§ Exercise task
Return every line of the material exactly.

§ Entries supplied
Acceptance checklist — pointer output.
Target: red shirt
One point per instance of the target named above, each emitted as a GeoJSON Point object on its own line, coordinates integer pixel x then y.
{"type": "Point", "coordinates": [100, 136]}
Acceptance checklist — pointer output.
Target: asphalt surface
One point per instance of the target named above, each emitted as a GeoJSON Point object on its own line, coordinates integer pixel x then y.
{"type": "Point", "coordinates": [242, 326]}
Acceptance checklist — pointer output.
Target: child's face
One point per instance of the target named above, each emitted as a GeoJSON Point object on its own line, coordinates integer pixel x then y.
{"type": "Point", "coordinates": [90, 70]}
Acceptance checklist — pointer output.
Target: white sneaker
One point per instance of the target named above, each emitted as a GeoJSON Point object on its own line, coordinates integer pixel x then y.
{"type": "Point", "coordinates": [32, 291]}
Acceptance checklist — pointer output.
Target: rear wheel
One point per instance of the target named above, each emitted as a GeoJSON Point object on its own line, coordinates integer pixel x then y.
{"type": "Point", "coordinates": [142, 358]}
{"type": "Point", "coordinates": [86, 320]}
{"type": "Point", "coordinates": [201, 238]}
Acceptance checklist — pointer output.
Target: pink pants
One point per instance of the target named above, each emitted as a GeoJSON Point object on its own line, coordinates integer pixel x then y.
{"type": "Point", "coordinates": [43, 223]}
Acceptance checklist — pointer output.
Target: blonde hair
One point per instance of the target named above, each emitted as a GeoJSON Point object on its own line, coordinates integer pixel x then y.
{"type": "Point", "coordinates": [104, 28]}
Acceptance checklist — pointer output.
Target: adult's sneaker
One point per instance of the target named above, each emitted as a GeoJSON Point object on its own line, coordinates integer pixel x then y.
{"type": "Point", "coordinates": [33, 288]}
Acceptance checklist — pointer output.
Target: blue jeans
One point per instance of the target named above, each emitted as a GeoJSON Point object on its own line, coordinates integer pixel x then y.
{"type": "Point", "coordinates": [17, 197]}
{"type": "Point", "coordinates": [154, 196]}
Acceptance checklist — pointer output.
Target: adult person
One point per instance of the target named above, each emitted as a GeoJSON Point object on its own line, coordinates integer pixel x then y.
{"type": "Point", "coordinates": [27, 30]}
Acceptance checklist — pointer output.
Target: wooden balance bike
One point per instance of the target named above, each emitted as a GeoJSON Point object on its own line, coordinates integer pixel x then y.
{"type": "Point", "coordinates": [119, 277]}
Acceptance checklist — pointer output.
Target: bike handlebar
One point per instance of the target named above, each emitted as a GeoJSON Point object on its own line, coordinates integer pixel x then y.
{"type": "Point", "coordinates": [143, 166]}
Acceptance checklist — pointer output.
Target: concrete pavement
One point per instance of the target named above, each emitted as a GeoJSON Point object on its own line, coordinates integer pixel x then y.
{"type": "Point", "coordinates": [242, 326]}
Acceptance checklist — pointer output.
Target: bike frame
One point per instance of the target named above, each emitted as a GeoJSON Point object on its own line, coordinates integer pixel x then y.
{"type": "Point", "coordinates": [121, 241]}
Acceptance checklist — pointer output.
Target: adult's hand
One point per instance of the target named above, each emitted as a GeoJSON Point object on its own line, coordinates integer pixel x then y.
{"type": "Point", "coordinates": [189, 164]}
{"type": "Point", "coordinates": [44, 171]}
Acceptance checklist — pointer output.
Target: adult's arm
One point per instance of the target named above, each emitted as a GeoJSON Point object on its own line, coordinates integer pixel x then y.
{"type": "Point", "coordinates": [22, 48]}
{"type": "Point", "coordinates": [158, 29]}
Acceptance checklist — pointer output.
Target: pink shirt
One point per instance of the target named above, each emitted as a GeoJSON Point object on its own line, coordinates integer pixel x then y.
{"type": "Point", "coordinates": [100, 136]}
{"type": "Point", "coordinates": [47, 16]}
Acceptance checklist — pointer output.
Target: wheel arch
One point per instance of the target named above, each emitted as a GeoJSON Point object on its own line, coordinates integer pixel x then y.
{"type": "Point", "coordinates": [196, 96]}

§ Final result
Acceptance checklist — pointer output.
Target: red shirt
One point per instance of the target named above, each emitted as a GeoJSON Point object on its own line, coordinates integer pixel x then y.
{"type": "Point", "coordinates": [100, 136]}
Acceptance checklist — pointer output.
Target: asphalt surface
One point per instance of the target named above, each emitted as a GeoJSON Point object on its own line, coordinates integer pixel x then y.
{"type": "Point", "coordinates": [242, 326]}
Acceptance checklist — pointer output.
Target: child's face
One point per instance of the target named above, each emitted as a GeoJSON Point object on its own line, coordinates integer pixel x then y.
{"type": "Point", "coordinates": [90, 70]}
Acceptance checklist — pointer output.
Target: white sneaker
One point per instance of the target named above, each emitted as a GeoJSON Point object on its own line, coordinates integer pixel x then y.
{"type": "Point", "coordinates": [32, 291]}
Acceptance checklist — pointer output.
Target: rear wheel
One point per instance of the target named above, each emitted as a GeoJSON Point object on its own line, coordinates integer pixel x then y.
{"type": "Point", "coordinates": [142, 358]}
{"type": "Point", "coordinates": [86, 320]}
{"type": "Point", "coordinates": [201, 238]}
Acceptance checklist — pointer output.
Target: pink pants
One point per instance of the target named above, each emitted as a GeoJSON Point object on its own line, coordinates integer pixel x then y.
{"type": "Point", "coordinates": [43, 223]}
Acceptance checklist — pointer output.
Target: blonde hair
One point per instance of the target named above, each emitted as a GeoJSON Point object on its own line, coordinates integer pixel x then y.
{"type": "Point", "coordinates": [104, 28]}
Acceptance checklist — pointer output.
Target: adult's sneaker
One point per instance of the target named above, each emitted as a GeoJSON Point object on its own line, coordinates integer pixel x then y.
{"type": "Point", "coordinates": [33, 288]}
Acceptance checklist — pointer output.
Target: blue jeans
One point per instance of the target named above, each emitted as a GeoJSON Point object on its own line, coordinates integer pixel x then y.
{"type": "Point", "coordinates": [17, 197]}
{"type": "Point", "coordinates": [154, 196]}
Acceptance checklist — pointer output.
Target: adult person
One point per instance of the target named above, each emitted as a GeoJSON Point object on its own line, coordinates integer pixel x then y.
{"type": "Point", "coordinates": [27, 30]}
Acceptance checklist — pointer output.
Target: wooden balance bike
One point per instance of the target named above, each emitted as a GeoJSON Point object on its own line, coordinates integer pixel x then y.
{"type": "Point", "coordinates": [119, 277]}
Acceptance checklist — pointer output.
Target: bike handlebar
One point per instance of the target named above, each emitted as a GeoJSON Point object on its own line, coordinates integer pixel x then y.
{"type": "Point", "coordinates": [143, 166]}
Acceptance checklist — pointer output.
Target: concrete pavement
One point per instance of the target named above, each emitted as a GeoJSON Point object on its own line, coordinates integer pixel x then y.
{"type": "Point", "coordinates": [242, 326]}
Acceptance checklist — pointer output.
Target: bike frame
One point per instance of the target named above, each emitted as a GeoJSON Point object on its own line, coordinates integer pixel x then y.
{"type": "Point", "coordinates": [121, 241]}
Acceptance checklist — pointer output.
Target: adult's hand
One point per instance of the target named above, each emitted as a GeoJSON Point object on its own line, coordinates integer pixel x then y.
{"type": "Point", "coordinates": [189, 164]}
{"type": "Point", "coordinates": [44, 171]}
Acceptance checklist — pointer output.
Target: adult's arm
One point per instance of the target named above, each emitted as a GeoJSON Point object on its own line, coordinates integer pixel x then y.
{"type": "Point", "coordinates": [22, 48]}
{"type": "Point", "coordinates": [158, 29]}
Acceptance checklist — pointer output.
Target: pink shirt
One point per instance of the target named above, each emitted as a GeoJSON Point object on its own line, coordinates integer pixel x then y.
{"type": "Point", "coordinates": [100, 136]}
{"type": "Point", "coordinates": [47, 16]}
Acceptance checklist — pointer output.
Target: wheel arch
One point per instance of the target named above, each emitted as a GeoJSON Point object on its own line, coordinates integer pixel x then y.
{"type": "Point", "coordinates": [196, 96]}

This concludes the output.